To pass variable values into Hive steps using the Java SDK

  • The following example demonstrates how to pass variables into steps using the SDK. For more information, see Class StepFactory in the AWS SDK for Java API Reference.

    StepFactory stepFactory = new StepFactory(); StepConfig runHive = new StepConfig() .withName("Run Hive Script") .withActionOnFailure("TERMINATE_JOB_FLOW") .withHadoopJarStep(stepFactory.newRunHiveScriptStep(“s3://mybucket/script.q”, Lists.newArrayList(“-d”,”LIB= s3://elasticmapreduce/samples/hive-ads/lib”));

Amazon EMR Hive Queries to Accommodate Partial DynamoDB Schemas

Amazon EMR Hive provides maximum flexibility when querying DynamoDB tables by allowing you to specify a subset of columns on which you can filter data, rather than requiring your query to include all columns. This partial schema query technique is effective when you have a sparse database schema and want to filter records based on a few columns, such as filtering on time stamps.

The following example shows how to use a Hive query to:

  • Create a DynamoDB table.

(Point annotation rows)
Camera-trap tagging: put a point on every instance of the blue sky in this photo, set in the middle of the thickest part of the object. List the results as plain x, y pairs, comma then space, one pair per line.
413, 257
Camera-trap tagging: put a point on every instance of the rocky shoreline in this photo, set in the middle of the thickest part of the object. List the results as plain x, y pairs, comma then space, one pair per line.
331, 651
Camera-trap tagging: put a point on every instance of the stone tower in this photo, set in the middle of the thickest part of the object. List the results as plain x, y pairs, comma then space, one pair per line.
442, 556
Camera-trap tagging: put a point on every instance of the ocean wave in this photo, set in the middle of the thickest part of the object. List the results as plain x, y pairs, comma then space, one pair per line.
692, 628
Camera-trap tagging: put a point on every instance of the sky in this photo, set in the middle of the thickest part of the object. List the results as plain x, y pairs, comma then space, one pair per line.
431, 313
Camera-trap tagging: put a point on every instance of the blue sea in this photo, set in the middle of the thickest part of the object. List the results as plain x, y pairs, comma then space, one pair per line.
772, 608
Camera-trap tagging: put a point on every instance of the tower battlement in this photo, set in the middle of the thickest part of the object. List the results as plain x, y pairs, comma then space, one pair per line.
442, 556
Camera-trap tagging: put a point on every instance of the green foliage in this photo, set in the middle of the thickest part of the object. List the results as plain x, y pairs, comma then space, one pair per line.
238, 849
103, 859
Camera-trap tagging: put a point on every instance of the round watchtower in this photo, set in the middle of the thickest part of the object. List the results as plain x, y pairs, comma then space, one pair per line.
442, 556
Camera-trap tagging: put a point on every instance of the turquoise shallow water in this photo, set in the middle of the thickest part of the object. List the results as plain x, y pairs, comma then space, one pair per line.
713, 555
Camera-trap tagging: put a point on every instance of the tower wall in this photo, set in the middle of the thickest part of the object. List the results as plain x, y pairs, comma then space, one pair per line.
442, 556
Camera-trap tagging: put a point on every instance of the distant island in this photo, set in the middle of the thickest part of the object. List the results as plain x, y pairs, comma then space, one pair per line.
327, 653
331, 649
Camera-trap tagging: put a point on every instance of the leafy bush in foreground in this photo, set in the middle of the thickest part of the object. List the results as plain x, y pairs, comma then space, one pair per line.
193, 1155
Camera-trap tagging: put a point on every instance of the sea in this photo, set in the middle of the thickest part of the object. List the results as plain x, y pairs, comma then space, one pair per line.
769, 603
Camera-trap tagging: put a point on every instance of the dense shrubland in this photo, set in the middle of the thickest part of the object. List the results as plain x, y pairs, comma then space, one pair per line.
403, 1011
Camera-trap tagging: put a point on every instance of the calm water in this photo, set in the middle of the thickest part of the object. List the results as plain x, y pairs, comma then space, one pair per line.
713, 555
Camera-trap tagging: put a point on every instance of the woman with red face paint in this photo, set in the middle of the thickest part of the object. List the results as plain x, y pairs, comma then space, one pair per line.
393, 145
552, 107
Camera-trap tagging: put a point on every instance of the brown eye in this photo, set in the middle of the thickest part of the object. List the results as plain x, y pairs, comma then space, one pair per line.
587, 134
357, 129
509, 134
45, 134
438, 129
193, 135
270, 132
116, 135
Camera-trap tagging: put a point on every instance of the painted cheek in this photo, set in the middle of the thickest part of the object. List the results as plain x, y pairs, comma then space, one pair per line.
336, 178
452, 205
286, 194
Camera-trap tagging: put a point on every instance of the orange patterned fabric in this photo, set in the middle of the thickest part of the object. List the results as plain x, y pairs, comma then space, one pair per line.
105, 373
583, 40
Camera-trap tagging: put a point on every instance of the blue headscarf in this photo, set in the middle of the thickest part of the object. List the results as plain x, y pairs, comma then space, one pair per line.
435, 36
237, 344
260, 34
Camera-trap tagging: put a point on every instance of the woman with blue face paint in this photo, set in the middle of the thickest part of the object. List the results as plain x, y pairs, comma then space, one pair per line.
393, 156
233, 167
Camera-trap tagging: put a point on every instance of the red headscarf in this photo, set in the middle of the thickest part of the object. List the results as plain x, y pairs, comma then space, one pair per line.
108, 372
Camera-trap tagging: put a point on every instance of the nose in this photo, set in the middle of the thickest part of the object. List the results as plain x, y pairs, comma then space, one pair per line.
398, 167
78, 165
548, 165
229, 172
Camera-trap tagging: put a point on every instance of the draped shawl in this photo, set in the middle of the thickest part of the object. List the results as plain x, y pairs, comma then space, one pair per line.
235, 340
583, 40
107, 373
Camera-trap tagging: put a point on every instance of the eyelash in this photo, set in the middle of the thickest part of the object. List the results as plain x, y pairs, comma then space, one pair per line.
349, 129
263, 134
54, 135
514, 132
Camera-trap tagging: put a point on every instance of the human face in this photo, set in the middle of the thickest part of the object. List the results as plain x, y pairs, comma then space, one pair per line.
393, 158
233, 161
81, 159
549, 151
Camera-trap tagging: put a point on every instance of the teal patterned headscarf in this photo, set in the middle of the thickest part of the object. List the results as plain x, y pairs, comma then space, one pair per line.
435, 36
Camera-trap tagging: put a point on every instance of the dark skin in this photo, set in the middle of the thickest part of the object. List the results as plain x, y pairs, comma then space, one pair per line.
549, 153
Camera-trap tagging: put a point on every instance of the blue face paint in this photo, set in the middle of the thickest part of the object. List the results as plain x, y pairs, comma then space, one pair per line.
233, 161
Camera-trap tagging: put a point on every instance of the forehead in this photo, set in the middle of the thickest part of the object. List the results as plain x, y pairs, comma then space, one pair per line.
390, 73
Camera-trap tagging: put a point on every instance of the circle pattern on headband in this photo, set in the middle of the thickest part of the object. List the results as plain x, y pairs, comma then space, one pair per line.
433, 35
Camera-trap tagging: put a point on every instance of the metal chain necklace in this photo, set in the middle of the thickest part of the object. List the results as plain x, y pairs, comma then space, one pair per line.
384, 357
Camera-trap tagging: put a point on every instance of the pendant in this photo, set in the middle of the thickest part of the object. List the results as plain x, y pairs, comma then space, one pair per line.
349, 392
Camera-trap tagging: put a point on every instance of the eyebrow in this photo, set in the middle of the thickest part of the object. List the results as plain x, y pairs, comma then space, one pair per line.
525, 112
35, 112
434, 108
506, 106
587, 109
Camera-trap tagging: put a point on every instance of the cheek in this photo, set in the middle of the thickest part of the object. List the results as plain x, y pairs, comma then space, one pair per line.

(Given problem A): In the Amazon EMR Hive text, list the methods chained onto new StepConfig() in the Java code.
(Given problem B): Duplicate the Amazon EMR Hive text starting at "Amazon EMR Hive Queries" and ending at "a DynamoDB table.".
None of the rows are needed here.

(Expected output A): .withName, .withActionOnFailure, .withHadoopJarStep

(Expected output B):
Amazon EMR Hive Queries to Accommodate Partial DynamoDB Schemas

Amazon EMR Hive provides maximum flexibility when querying DynamoDB tables by allowing you to specify a subset of columns on which you can filter data, rather than requiring your query to include all columns. This partial schema query technique is effective when you have a sparse database schema and want to filter records based on a few columns, such as filtering on time stamps.

The following example shows how to use a Hive query to:

  • Create a DynamoDB table.